- Text provided
** START **

Your progress looks like 95% of the ones we've captured for the various peroxide threads. being 3 years into it and neck deep in wrecked tanks online :) I was about to forego 3% as a recommendation and party at the 35% level, my patience has worn thin for tank invaders after 36 mos of various dosings lol

 

but your excellent pics remind us why nearly all peroxide threads are using 3%, that ghost white algae after effect. on tanks not getting zapped 24x7, the 3% works nearly all the time. grow back is your variable, especially with bryopsis. the holdfasts run deep! thats why it hasn't let go yet. it will though. after becoming impatient I started using 35% in my own tank, carefully of course, because its just so dang mean to algae. it cuts it like a powersaw, and your skin too if any gets on lol. prob best to save that fuel for the bad stuff, 3% worked well for you.

** END **

- Request 1
Do these statements agree with the post on peroxide dosing? For each, answer yes or no and quote the deciding words. (a) The writer has been at it for three years. (b) The writer says 3% seldom works on tanks not getting zapped 24x7. (c) The writer began using 35% in their own tank.

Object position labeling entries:
** START **

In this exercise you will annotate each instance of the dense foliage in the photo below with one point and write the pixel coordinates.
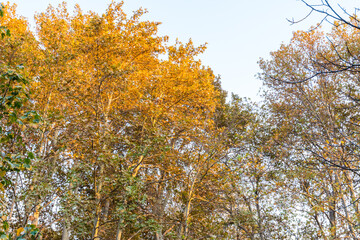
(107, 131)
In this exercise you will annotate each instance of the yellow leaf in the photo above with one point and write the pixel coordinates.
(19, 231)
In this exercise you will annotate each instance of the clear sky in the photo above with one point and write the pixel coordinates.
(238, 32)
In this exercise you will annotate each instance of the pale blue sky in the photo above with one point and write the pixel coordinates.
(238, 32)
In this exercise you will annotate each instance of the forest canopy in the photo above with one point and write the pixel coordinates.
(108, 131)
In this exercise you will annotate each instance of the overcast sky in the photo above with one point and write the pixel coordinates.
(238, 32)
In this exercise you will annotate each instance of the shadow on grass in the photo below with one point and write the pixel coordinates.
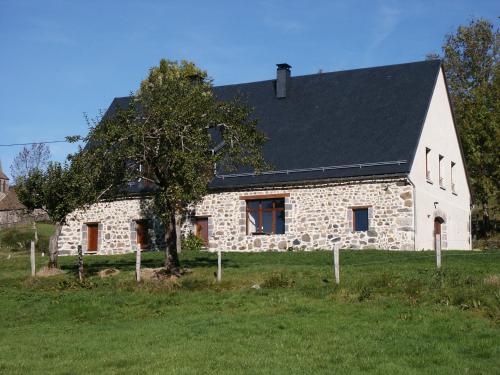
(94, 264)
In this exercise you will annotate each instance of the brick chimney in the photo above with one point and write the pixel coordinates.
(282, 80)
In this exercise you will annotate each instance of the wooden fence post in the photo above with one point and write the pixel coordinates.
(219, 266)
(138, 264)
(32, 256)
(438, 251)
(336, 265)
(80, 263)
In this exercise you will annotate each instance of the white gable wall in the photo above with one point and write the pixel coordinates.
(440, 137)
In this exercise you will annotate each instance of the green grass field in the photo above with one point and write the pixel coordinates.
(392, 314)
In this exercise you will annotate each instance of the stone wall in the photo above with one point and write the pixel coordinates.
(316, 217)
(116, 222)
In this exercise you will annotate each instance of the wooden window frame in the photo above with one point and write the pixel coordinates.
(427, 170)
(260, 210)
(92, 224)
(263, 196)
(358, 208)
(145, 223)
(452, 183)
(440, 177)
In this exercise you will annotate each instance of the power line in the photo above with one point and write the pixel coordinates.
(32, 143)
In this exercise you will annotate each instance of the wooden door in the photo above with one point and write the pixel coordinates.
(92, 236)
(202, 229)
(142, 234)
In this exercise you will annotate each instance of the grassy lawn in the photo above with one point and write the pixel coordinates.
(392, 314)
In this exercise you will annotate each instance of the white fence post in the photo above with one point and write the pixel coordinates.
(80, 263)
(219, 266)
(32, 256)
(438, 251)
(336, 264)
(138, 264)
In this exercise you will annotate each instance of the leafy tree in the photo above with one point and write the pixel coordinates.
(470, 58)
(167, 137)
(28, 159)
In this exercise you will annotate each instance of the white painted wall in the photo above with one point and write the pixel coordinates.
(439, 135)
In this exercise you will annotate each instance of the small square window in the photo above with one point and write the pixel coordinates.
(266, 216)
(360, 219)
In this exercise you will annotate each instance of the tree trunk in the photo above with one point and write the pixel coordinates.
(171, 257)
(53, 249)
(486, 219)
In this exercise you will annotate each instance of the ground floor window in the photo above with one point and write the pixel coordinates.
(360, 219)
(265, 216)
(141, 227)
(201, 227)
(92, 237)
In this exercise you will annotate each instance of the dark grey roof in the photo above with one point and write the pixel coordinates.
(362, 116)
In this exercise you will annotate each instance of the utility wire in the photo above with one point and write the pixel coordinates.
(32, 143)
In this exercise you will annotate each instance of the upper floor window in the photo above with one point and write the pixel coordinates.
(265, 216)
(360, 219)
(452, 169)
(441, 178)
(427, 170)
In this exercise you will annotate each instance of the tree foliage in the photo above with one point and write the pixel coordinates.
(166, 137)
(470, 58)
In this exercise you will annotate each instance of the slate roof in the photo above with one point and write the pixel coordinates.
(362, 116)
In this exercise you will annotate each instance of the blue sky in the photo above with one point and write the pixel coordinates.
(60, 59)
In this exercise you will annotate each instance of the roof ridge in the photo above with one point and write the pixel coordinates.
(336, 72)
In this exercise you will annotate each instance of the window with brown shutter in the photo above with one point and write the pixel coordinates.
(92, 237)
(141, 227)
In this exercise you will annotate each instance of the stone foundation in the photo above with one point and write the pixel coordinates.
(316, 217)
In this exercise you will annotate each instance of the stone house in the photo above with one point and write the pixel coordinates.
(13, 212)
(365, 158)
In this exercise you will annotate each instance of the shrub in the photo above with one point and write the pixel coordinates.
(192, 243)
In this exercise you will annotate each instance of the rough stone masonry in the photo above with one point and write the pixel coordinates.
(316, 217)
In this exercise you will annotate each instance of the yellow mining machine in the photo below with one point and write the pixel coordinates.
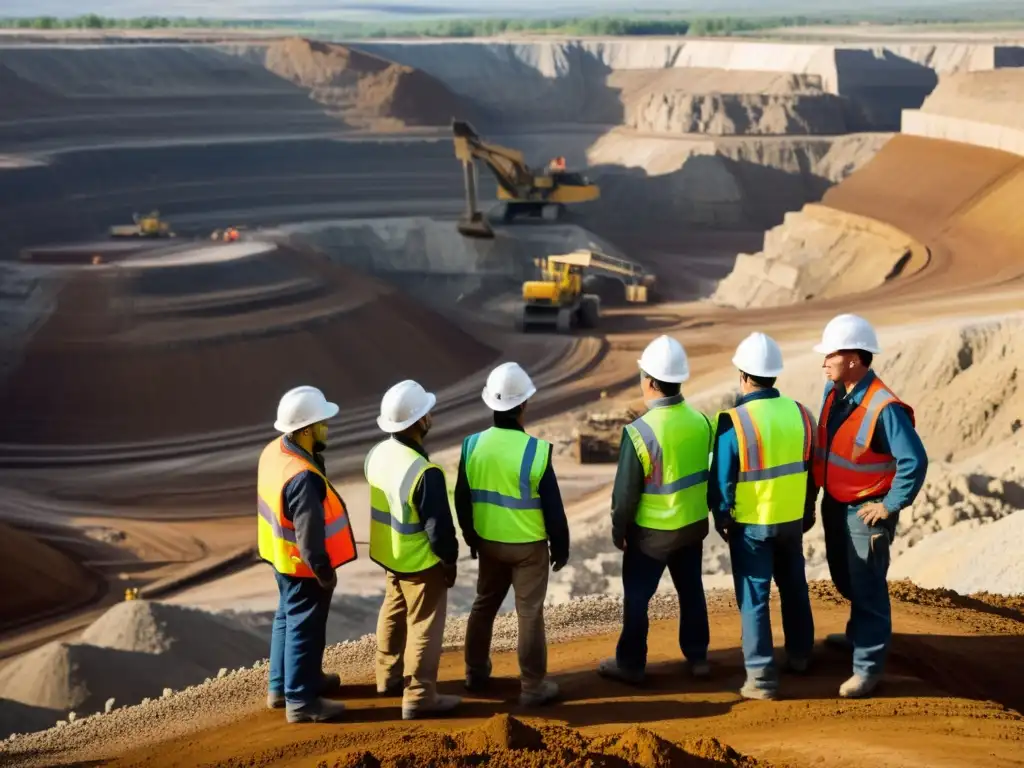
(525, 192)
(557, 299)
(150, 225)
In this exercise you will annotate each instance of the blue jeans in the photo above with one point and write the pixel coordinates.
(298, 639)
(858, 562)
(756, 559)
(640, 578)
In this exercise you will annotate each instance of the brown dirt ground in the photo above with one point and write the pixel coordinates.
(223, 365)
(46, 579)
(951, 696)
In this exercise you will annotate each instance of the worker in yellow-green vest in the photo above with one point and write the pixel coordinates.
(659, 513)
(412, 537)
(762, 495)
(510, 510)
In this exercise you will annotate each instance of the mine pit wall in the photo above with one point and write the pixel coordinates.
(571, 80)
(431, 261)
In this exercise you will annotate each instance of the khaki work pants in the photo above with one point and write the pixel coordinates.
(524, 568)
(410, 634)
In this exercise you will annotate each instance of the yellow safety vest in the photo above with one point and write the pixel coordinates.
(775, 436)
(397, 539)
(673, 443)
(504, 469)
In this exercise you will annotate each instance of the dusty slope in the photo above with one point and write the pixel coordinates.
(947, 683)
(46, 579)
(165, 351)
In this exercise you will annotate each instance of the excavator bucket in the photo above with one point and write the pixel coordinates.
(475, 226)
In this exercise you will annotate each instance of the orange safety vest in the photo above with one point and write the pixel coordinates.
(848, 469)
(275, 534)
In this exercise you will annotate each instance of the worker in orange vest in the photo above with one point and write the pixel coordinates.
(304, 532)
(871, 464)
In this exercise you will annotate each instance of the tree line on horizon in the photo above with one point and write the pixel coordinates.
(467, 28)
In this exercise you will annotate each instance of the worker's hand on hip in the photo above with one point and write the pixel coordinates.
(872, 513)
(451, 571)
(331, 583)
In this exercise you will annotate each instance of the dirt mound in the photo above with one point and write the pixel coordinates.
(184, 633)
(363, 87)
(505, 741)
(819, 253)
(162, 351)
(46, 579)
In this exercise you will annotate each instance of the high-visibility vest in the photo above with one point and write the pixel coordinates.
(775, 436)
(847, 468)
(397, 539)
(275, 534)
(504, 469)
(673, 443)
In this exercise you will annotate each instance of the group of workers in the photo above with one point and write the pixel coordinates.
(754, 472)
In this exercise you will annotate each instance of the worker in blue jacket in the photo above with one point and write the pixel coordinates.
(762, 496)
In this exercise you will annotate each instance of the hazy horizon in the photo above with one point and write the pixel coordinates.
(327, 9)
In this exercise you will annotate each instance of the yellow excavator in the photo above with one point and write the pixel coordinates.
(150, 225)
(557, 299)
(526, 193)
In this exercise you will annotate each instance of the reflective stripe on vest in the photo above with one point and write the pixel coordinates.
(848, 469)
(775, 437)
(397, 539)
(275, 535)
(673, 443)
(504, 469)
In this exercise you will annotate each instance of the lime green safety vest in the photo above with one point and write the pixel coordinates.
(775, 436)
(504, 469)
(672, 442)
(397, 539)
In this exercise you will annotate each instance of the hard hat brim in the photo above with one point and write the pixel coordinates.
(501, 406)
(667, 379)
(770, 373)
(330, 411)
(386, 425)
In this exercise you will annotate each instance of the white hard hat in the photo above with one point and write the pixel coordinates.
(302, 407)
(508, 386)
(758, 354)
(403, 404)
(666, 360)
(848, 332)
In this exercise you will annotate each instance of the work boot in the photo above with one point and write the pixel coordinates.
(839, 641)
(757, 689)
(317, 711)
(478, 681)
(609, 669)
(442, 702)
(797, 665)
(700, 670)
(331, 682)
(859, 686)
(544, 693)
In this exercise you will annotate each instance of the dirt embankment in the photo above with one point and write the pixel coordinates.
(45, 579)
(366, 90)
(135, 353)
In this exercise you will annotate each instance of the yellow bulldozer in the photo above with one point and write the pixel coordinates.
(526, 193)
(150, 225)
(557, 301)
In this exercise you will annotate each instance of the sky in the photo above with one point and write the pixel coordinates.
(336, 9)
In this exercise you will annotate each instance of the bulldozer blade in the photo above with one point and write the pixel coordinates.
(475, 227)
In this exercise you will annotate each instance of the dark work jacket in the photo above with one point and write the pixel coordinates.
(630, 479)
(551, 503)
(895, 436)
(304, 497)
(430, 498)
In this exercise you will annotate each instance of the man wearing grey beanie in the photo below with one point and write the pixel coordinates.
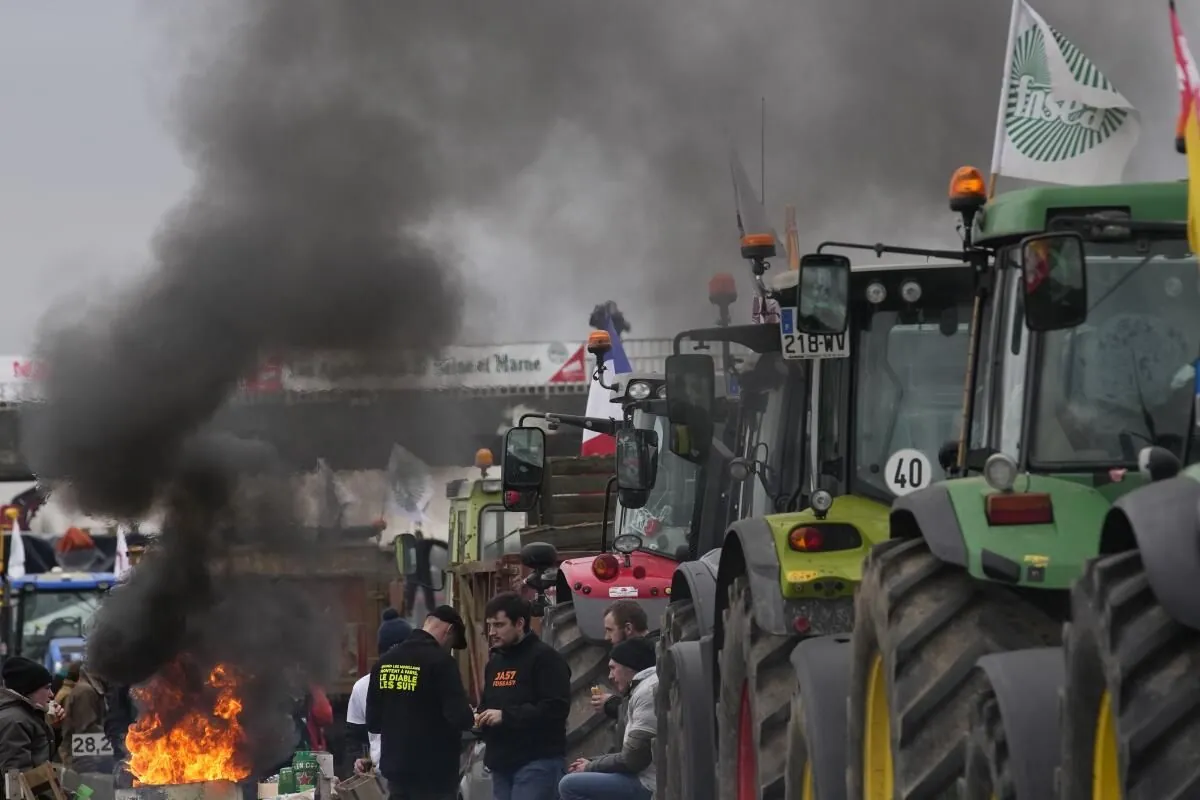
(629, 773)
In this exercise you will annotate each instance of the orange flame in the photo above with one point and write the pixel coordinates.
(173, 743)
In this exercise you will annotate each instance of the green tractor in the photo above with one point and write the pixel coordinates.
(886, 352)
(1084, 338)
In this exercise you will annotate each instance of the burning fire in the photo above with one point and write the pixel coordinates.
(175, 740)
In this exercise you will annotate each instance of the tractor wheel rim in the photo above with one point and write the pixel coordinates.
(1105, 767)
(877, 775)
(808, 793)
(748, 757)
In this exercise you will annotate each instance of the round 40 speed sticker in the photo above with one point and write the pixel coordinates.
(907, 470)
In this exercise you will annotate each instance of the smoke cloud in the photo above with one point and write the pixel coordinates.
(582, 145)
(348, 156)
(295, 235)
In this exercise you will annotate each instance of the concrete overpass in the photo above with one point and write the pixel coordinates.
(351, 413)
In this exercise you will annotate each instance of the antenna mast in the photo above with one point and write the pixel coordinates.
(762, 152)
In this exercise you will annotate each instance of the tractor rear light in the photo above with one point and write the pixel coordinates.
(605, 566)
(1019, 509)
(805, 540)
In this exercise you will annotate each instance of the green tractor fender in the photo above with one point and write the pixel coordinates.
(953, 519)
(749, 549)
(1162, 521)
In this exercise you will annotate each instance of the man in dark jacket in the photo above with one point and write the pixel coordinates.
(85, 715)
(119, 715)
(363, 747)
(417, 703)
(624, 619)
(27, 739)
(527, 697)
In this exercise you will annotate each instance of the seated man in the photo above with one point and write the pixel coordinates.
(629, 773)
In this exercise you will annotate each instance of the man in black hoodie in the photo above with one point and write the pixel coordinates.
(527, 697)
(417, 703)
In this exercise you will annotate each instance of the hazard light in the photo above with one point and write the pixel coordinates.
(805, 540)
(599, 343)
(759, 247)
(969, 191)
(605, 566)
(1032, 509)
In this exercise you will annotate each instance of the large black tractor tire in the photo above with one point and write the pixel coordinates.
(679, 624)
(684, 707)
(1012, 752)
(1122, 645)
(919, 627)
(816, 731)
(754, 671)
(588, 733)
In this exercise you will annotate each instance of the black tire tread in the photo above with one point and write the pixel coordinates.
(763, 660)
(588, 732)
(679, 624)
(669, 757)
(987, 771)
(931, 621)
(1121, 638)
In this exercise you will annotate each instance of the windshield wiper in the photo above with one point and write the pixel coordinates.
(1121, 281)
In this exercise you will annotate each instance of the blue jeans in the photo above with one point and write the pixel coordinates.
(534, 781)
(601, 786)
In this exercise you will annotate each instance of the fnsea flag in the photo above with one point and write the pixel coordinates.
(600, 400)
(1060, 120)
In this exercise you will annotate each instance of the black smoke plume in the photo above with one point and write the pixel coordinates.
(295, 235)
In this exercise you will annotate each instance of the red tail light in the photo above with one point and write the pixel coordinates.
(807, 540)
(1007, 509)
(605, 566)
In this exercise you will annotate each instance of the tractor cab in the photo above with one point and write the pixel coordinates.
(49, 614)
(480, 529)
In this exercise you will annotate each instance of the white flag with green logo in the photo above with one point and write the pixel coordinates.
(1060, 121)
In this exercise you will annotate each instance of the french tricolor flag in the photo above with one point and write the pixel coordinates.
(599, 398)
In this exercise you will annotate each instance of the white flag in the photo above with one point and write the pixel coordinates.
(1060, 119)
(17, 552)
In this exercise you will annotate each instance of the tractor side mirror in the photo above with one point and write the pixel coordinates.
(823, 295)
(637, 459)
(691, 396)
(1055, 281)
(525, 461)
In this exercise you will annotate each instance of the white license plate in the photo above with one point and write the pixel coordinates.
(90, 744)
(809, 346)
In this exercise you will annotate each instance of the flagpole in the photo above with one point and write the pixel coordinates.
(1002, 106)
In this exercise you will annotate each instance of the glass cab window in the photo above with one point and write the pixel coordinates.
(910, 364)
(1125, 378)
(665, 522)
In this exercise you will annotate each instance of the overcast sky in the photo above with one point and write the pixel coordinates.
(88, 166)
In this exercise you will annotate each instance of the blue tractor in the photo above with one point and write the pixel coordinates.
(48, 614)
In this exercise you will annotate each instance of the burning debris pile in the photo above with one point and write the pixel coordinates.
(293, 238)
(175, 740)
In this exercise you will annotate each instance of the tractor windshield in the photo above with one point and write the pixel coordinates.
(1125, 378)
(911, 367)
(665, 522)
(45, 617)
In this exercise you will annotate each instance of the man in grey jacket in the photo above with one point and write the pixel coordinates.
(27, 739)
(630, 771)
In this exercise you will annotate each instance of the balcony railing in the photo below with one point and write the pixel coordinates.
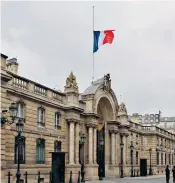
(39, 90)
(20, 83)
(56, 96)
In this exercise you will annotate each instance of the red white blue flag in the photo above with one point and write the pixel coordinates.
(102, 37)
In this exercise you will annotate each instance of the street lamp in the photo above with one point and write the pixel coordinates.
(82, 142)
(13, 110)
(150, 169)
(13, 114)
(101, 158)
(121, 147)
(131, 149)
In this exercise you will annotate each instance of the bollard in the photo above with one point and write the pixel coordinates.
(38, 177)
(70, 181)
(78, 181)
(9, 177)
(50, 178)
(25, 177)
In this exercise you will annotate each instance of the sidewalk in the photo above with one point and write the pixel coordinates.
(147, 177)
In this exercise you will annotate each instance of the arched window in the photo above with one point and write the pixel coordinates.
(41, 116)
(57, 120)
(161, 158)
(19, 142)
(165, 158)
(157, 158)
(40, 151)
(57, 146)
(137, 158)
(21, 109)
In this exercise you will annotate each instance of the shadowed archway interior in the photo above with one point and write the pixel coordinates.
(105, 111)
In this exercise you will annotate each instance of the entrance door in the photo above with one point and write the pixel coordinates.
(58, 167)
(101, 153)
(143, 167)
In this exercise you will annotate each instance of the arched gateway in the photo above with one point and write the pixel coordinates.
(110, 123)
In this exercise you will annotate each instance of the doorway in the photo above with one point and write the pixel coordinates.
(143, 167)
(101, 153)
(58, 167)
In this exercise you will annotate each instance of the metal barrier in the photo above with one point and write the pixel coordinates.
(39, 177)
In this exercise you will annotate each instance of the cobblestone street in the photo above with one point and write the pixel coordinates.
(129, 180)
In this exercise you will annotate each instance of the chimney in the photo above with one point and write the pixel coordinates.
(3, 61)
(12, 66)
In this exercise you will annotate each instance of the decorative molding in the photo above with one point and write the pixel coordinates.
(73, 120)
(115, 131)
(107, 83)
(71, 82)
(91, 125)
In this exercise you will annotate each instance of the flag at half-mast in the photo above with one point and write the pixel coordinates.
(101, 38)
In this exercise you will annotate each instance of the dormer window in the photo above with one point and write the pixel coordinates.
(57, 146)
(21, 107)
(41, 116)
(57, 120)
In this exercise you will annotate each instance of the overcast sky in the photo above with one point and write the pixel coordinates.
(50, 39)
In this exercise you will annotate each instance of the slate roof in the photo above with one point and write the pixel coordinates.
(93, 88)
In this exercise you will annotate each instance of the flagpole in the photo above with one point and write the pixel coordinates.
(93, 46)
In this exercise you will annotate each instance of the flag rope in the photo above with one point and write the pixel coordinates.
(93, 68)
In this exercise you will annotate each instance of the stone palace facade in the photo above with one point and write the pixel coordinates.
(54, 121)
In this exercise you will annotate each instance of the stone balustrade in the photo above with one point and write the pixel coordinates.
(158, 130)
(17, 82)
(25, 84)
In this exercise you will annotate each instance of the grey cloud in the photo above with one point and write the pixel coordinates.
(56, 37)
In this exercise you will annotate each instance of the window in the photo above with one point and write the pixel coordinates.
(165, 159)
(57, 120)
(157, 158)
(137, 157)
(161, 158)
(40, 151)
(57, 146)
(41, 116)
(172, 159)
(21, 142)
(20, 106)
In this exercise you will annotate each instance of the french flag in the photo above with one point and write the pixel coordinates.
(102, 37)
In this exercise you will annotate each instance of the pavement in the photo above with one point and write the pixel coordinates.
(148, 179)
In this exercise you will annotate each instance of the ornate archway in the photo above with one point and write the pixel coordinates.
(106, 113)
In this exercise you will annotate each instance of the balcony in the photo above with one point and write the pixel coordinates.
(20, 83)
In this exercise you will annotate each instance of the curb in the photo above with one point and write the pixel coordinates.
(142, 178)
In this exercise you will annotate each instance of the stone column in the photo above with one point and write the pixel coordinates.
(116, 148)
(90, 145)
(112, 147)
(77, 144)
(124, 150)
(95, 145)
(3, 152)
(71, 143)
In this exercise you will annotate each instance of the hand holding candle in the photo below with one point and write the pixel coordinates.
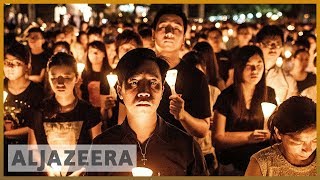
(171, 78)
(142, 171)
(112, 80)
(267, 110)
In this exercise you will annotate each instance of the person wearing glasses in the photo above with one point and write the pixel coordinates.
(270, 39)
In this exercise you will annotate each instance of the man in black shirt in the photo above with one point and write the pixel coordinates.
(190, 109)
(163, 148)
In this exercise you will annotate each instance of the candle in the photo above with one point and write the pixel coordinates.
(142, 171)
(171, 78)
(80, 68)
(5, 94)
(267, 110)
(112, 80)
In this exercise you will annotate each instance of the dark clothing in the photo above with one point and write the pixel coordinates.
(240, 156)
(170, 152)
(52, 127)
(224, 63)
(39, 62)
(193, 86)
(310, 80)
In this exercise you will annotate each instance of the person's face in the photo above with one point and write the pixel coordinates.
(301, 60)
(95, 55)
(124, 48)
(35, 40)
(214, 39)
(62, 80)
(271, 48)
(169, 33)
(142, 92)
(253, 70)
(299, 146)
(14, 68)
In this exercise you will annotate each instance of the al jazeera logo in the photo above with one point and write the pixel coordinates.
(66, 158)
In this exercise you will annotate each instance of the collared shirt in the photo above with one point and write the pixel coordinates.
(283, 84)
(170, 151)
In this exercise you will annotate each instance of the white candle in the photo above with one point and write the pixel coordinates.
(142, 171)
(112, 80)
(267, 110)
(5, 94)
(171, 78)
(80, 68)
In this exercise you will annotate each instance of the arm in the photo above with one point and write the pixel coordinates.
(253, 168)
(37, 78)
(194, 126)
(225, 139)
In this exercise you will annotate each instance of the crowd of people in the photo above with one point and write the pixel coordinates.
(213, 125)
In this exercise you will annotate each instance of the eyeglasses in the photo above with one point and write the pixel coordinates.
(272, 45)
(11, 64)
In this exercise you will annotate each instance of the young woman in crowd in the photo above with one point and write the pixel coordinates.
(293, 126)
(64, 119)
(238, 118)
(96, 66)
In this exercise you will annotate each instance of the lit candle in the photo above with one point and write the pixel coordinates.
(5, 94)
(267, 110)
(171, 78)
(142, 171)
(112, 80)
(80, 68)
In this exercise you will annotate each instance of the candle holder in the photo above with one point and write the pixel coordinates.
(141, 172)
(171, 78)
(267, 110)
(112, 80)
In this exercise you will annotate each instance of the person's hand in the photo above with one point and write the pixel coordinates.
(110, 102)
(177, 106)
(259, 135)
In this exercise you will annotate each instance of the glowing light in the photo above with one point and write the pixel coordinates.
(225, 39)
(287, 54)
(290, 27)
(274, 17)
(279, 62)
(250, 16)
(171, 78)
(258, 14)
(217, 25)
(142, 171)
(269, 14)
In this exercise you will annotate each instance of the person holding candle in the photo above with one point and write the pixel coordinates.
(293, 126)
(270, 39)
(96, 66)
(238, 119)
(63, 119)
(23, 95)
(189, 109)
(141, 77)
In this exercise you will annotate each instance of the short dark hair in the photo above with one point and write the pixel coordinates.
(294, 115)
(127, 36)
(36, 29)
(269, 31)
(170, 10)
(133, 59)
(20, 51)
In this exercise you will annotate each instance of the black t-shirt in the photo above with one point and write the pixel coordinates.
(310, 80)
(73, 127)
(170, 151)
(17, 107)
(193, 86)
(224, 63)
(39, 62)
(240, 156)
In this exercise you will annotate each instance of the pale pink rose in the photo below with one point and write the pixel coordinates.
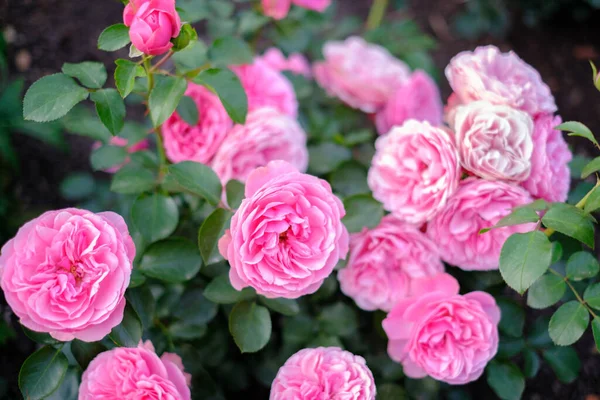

** END **

- Request 2
Rewrite the entries from the line with "In this exercise you will annotate each instance of the seated" up to and including the line with "(1060, 120)", changing "annotate" to "mark" and leaving all else unchanged.

- Task solution 1
(a) Yes: "being 3 years into it"
(b) No: "on tanks not getting zapped 24x7, the 3% works nearly all the time"
(c) Yes: "I started using 35% in my own tank"

- Task solution 2
In this exercise you will mark each instance of the seated man in the photo above with one point and write the pixel coordinates.
(629, 773)
In this exercise you will mark each instance of the man in black hoodie in the photo above with one point and write the pixel coordinates.
(527, 697)
(417, 703)
In this exercise you will mark each instance of the hazard light in the photo above with one point and write the pixel coordinates.
(805, 540)
(599, 343)
(759, 247)
(969, 191)
(605, 566)
(1032, 509)
In this exercise you will mark each instance of the large black tractor tire in the photo above with one point and write the pixel coordinates.
(679, 624)
(684, 707)
(1012, 752)
(1122, 645)
(919, 627)
(816, 731)
(754, 671)
(588, 733)
In this exercise you will mark each instance of the black tire tread in the photo above with one point and write the pixel coordinates.
(763, 660)
(588, 732)
(679, 624)
(669, 757)
(987, 771)
(931, 621)
(1121, 638)
In this exercise you will mark each instance of the windshield wiper in the photo above with one point and write the pixel coordinates.
(1121, 281)
In this exercise you will mark each instance of the blue jeans in the photo above with one point and write the pixel coordinates.
(534, 781)
(601, 786)
In this exercise you will mark each instance of the fnsea flag in the photo above with one point and write the pixel coordinates.
(600, 400)
(1060, 120)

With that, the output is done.